=== Data lines ===
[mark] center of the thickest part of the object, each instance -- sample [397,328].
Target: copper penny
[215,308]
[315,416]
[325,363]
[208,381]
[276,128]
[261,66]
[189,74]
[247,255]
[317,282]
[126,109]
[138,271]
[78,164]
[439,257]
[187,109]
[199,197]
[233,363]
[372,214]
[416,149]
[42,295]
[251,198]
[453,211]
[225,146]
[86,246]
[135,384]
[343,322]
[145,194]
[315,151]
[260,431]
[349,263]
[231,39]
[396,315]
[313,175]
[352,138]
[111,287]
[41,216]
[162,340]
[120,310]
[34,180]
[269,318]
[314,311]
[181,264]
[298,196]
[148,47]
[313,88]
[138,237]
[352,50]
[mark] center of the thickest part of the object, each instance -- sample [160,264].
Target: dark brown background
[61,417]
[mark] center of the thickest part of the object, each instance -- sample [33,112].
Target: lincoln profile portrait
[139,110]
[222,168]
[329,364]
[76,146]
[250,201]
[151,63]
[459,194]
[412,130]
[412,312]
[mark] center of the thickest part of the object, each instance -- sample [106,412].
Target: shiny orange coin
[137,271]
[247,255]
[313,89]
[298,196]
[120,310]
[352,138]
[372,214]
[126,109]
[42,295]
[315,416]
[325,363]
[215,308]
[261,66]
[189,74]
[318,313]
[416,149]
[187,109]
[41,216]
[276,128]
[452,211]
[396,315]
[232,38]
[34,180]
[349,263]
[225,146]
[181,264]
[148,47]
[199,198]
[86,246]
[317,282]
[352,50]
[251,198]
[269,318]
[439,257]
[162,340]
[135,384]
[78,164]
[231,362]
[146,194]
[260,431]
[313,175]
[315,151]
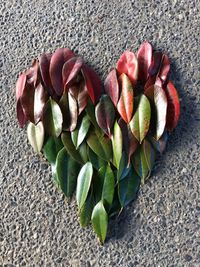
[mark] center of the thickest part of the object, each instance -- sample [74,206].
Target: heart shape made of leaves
[100,142]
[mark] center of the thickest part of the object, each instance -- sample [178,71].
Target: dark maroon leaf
[92,82]
[44,63]
[164,69]
[112,87]
[173,106]
[58,59]
[155,64]
[70,70]
[144,56]
[128,64]
[40,99]
[20,84]
[20,114]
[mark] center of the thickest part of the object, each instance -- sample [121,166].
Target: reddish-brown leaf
[44,63]
[70,70]
[112,87]
[144,56]
[130,143]
[27,102]
[58,59]
[155,63]
[32,73]
[40,99]
[164,69]
[128,64]
[173,106]
[20,84]
[22,119]
[125,103]
[92,83]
===
Instruction: Leave the pictures out and print the records above exactly as they stand.

Full response:
[mark] center of the thickest part of the object, each instance -- sample [397,328].
Target: copper penny
[215,308]
[315,416]
[325,363]
[208,381]
[276,128]
[261,66]
[189,74]
[247,255]
[317,282]
[126,109]
[138,271]
[78,164]
[439,257]
[187,109]
[199,197]
[233,363]
[372,214]
[416,149]
[42,295]
[251,198]
[453,211]
[225,146]
[86,246]
[135,384]
[343,322]
[145,194]
[315,151]
[260,431]
[349,263]
[231,39]
[396,315]
[313,175]
[352,138]
[111,287]
[41,216]
[162,340]
[120,310]
[34,180]
[269,318]
[314,311]
[181,264]
[298,196]
[148,47]
[313,88]
[138,237]
[352,50]
[mark] center of the thickest part of the object, each instance -- sample [160,264].
Target: dark brown background
[61,417]
[mark] center of the thickest part of the object, each instance -- sample [33,112].
Target: lincoln profile portrait
[139,110]
[222,168]
[329,364]
[76,146]
[250,201]
[151,63]
[459,194]
[412,130]
[412,312]
[mark] center of the thickest part of the object, each instance -- sample [106,412].
Target: shiny orange coin
[137,271]
[247,255]
[313,89]
[298,196]
[120,310]
[352,138]
[372,214]
[126,109]
[42,295]
[315,416]
[325,363]
[215,308]
[261,66]
[189,74]
[318,313]
[416,149]
[187,109]
[41,216]
[276,128]
[452,211]
[396,315]
[232,38]
[34,180]
[349,263]
[225,146]
[181,264]
[148,47]
[199,198]
[86,246]
[317,282]
[352,50]
[251,198]
[269,318]
[439,257]
[162,340]
[135,384]
[78,164]
[231,362]
[146,194]
[260,431]
[313,175]
[315,151]
[mark] center of the thickest part of the object, each instance -- sample [74,206].
Target: heart shape made of leaves
[100,142]
[mark] center of the thickest part of the object, each instance -- sample [178,71].
Target: dark maroon leaf
[92,82]
[44,63]
[164,69]
[112,87]
[173,106]
[58,59]
[155,64]
[70,70]
[144,56]
[128,64]
[40,99]
[20,84]
[20,114]
[mark] center of the thickest part of the object, each instance -- sample [121,166].
Target: reddish-brown leaf
[44,63]
[70,70]
[112,87]
[144,56]
[130,143]
[27,102]
[58,59]
[155,63]
[32,73]
[40,99]
[164,69]
[128,64]
[173,106]
[20,84]
[22,119]
[125,103]
[92,83]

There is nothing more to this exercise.